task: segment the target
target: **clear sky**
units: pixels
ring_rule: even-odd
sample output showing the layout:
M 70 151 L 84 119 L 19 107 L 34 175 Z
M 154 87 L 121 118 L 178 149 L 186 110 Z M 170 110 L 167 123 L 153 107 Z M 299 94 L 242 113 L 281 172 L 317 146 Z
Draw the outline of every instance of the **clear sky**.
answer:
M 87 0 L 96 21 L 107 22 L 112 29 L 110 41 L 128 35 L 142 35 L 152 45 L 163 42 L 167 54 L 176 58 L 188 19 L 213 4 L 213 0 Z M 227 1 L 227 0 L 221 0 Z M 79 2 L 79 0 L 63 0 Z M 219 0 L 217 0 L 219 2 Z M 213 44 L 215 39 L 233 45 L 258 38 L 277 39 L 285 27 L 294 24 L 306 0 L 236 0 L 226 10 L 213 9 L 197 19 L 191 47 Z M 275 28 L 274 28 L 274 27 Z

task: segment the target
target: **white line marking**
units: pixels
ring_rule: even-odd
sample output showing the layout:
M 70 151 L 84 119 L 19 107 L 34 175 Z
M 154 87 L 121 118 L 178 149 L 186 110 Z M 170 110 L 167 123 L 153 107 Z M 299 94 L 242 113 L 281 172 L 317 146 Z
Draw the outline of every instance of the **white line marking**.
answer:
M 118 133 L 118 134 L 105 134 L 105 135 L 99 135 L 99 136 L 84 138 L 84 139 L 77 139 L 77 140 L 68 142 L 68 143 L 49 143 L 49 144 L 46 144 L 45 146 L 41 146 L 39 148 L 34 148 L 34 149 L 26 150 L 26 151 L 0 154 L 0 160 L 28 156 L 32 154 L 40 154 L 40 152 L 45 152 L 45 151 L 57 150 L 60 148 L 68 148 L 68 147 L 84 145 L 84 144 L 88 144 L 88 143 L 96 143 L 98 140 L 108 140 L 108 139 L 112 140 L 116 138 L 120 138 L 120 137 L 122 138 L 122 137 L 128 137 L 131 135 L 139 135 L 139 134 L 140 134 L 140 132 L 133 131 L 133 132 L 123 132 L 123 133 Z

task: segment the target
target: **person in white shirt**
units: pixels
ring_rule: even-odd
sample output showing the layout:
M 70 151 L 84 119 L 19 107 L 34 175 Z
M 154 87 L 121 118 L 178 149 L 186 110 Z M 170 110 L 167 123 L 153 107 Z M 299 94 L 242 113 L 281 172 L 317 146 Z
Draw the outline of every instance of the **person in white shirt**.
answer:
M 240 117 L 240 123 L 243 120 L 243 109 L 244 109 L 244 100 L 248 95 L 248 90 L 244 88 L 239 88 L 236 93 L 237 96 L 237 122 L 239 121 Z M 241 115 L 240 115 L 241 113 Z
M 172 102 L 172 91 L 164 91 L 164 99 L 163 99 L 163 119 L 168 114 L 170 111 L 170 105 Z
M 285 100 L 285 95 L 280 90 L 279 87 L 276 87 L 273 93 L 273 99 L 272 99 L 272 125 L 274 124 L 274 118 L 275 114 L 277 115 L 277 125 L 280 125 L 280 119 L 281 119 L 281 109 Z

______

_Exercise_. How many lines of the material contain the word "person"? Reply with the number only.

_Result below_. 2